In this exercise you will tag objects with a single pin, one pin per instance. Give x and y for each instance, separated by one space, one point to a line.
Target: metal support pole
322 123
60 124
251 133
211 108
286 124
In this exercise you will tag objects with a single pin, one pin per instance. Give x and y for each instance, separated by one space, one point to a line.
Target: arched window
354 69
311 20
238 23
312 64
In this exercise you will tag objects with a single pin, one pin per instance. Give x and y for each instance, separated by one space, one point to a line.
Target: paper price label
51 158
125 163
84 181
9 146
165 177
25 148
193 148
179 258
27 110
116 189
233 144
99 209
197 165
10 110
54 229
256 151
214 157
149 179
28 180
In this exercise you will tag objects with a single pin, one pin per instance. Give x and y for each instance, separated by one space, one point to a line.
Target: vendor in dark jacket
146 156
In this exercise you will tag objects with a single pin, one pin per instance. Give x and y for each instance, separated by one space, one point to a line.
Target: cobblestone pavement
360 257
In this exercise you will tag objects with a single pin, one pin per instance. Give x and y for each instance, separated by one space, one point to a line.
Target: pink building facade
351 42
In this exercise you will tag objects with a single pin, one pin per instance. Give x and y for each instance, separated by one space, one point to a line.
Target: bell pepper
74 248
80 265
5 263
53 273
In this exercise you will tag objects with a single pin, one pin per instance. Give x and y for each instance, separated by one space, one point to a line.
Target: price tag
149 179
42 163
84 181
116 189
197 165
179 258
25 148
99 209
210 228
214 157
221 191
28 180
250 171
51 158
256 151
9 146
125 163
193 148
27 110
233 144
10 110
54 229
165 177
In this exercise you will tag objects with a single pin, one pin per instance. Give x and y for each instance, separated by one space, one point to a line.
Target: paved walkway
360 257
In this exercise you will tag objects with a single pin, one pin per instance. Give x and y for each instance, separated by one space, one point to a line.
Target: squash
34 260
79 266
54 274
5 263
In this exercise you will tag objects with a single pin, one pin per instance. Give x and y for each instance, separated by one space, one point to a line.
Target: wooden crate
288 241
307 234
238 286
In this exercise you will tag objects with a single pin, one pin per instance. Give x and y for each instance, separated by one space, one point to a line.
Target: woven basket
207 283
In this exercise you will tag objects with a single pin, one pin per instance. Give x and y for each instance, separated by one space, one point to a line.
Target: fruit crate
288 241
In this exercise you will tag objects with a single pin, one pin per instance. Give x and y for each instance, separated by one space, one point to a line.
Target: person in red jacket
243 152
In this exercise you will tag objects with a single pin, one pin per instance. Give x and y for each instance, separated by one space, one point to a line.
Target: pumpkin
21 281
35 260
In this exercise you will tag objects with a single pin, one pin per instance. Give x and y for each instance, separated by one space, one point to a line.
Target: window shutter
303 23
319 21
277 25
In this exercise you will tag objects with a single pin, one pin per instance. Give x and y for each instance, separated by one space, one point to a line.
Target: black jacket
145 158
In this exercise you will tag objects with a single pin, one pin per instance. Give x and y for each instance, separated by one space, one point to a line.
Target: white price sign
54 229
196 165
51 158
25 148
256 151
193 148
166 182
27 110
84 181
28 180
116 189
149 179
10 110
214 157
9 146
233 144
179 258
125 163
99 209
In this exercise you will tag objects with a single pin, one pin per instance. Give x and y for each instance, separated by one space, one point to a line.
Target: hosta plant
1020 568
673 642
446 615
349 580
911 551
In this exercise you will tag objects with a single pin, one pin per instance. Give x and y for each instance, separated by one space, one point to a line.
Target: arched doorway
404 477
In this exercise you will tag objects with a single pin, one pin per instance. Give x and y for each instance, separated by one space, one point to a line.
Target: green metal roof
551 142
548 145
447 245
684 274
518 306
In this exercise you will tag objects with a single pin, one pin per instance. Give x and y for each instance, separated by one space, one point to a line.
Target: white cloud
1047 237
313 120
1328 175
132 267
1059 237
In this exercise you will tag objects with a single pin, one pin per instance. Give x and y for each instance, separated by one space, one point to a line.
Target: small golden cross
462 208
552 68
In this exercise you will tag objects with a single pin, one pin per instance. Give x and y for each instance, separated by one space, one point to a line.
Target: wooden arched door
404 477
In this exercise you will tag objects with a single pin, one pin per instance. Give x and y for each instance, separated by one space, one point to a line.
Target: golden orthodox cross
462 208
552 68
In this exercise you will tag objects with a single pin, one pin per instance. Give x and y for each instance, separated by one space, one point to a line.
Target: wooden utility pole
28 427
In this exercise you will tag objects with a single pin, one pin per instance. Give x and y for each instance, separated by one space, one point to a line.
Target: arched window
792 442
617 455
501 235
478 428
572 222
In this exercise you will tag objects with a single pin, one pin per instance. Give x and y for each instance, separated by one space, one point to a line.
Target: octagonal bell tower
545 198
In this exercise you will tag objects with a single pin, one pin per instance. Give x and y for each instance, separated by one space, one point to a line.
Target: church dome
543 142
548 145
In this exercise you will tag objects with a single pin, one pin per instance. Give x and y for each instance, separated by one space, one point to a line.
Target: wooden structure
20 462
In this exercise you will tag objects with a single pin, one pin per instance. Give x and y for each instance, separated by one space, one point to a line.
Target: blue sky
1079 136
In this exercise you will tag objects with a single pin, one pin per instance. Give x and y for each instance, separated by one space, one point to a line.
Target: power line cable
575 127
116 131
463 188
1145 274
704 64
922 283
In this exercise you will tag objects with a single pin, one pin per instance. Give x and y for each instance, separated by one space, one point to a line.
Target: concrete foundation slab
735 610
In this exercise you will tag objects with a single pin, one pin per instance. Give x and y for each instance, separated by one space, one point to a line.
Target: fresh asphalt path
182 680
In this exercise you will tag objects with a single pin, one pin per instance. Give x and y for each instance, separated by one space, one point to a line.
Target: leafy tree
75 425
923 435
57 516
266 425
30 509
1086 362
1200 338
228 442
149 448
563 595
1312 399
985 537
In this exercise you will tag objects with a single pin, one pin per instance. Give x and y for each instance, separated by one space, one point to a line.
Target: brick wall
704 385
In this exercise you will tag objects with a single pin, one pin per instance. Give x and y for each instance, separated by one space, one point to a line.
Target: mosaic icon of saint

● ● ●

- Work to be completed -
Each record above should be repeated exactly as it appears.

- Task response -
In this exercise you will tag objects with a single pin, one pin per instance. Give x and y for each instance, separated by one space, one point to a line.
Target: metal support pole
322 123
60 124
251 133
211 108
286 124
In this exercise you will tag objects with a single pin, one pin per instance. Give x and y for each instance, separated by one space, one point to a line.
Target: arched window
354 69
311 20
238 23
312 64
In this exercise you will tag objects with a single pin, one pin per instance. Give x and y for each instance, separated by one space, one point to a line.
Target: paper price label
51 158
125 163
84 181
9 146
165 177
25 148
193 148
179 258
27 110
116 189
233 144
99 209
197 165
10 110
54 229
256 151
214 157
149 179
28 180
In this exercise you will tag objects with a single pin, one pin per instance. Give x and y for each instance, separated by one space, one point to a line.
Target: vendor in dark jacket
146 156
In this exercise you will tag objects with a single pin, one pin per instance. Give x and y for each instance, separated by one space, one point to a line.
Target: cobblestone pavement
360 257
In this exercise you will tag objects with a single pin, one pin per instance. Give x and y for each instance, separated by one space, one point to a line.
Target: pink building facade
351 42
In this exercise you will tag objects with a single pin, one pin per instance. Give x and y for each instance, separated by one space, one point to a line.
Target: bell pepper
74 248
80 265
5 263
53 273
In this exercise you will tag objects with a single pin, one pin per instance. Give x and y for each instance, separated by one space, one point to a line.
Target: price tag
149 179
42 163
84 181
116 189
197 165
179 258
25 148
99 209
210 228
214 157
221 191
28 180
250 171
51 158
256 151
9 146
125 163
193 148
27 110
233 144
10 110
54 229
165 177
In this exercise you will tag objects with a single pin, one pin per instance. Give x and y for each instance, separated by one space, one point to a line.
Target: paved walkway
360 257
In this exercise you will tag objects with a single pin, one pin per instance. Give x and y for each instance, separated by one space, one point to a line.
Target: squash
34 260
79 266
54 274
5 263
In this exercise you will tag objects with a single pin, one pin per instance. Give x and y for each instance, separated by one space, one point to a line.
Target: wooden crate
288 241
307 234
238 286
In this exercise you will tag objects with a single pin, one pin per instance. Give x and y for each instance, separated by one space, one point to a line.
Target: woven basket
207 283
In this exercise you will tag objects with a single pin, one pin per instance. Give x and y for each instance, separated by one space, one point to a line.
Target: fruit crate
288 241
In this exercise you will tag objects with a single pin, one pin per instance. Give x and y for each instance, separated by one space, one point to a line.
Target: person in red jacket
243 152
In this exercise you will tag objects with a single pin, one pin per instance. Give x and y for each instance, separated by one space, one point to a line.
Target: pumpkin
21 281
35 260
In this exercise you will tag objects with a single pin, one pin per instance. Give x and y for each instance, separated by one space, one point to a line.
Target: window shutter
303 23
319 21
277 25
In this exercise you will tag objects with a single pin, one pin per instance. Give x and y for each instance, separated by one space, one point to a line.
Target: black jacket
145 158
In this exercise you will tag objects with a single pin, one pin per instance. Give x and y for each instance, separated by one space, one point to a line.
Target: white price sign
54 229
196 165
51 158
25 148
256 151
193 148
166 182
27 110
84 181
28 180
116 189
149 179
10 110
214 157
9 146
233 144
179 258
125 163
99 209
In this exercise you will tag objects with a single pin, one pin per instance. Give x and y for each instance, separated by one space, one point to a line.
Target: hosta plant
1020 568
673 642
446 615
349 580
911 551
In this exercise you will tag objects with a single pin, one pin per instance. Give x and y for each instance, separated by one space, one point to a line.
Target: arched doorway
404 477
In this exercise you will tag objects with a single pin, one pin per instance. Give x and y for each instance, separated by one space, one point to a line.
Target: green metal roof
551 142
548 145
447 245
684 274
518 306
In this exercise you will tag objects with a single pin, one pin per instance. Give x and y for each instance, separated by one space, one point to a line.
Target: white cloud
1047 237
313 120
1328 175
132 267
1059 237
In this exercise you will tag objects with a single pin, one pin per instance. Give x and y for each instance, separated by one space, one point to a line.
Target: small golden cross
462 208
552 68
In this exercise you will tag objects with a single pin, one pin per instance. Give x and y for each instance, separated by one space, one point to a line.
Target: wooden arched door
404 477
In this exercise you will tag objects with a single pin, one pin per instance. Give x and y for each instance, separated by one space, one point to a line.
Target: golden orthodox cross
462 208
552 68
In this exercise you will tag objects with a single pin, one pin per instance. Give x and y for each instance, separated by one space, one point to a line.
Target: wooden utility pole
28 427
In this exercise you will tag objects with a single pin, one pin per instance. Give x and y for each instance, separated by one space, one point to a line.
Target: arched window
792 442
617 455
501 235
478 428
572 222
In this exercise you will tag objects with a single pin, one pin per instance. Give x and y for each instance, separated by one space, one point to a line.
Target: octagonal bell tower
545 198
In this exercise you will tag objects with a single pin, one pin per instance. Give x and y for each instance, separated by one space, one point to a line.
Target: church dome
543 142
548 145
In this exercise you will tag objects with a single pin, one pin per instance. Give x and y for each instance, separated by one space, one point to a line.
Target: wooden structure
20 462
In this exercise you will tag objects with a single pin, one pin per instance. Give x and y for each instance, separated by one space, one point to a line.
Target: blue sky
1079 136
In this exercise you will tag objects with a single pin, one pin per instance. Give x and y for each instance, separated by one space, one point to a line.
Target: power line cable
575 127
116 131
463 188
1145 274
704 64
922 283
In this exercise you will tag objects with a single pin, one pin per instance. Give x and y for each instance, separated by one space, one point to a line.
Target: concrete foundation slab
735 610
In this exercise you will tag objects with a single pin, one pin per instance. Give x and y for each instance, separated by one space, one point to a line.
Target: fresh asphalt path
182 680
In this exercise you will tag objects with a single pin, one pin per instance. Give x and y for each instance, separated by one space, one point to a line.
Target: leafy tree
75 425
923 435
57 516
266 425
30 509
1086 362
1200 338
228 442
149 448
563 595
1312 399
985 537
In this exercise you will tag objects with a single pin, one pin per instance. Give x and y for each instance, separated by one space, one point to a line.
Target: brick wall
704 385
In this exercise you will tag objects with a single pin, one pin per instance. Give x and y for each instance, separated by one space, one point to a line.
Target: mosaic icon of saint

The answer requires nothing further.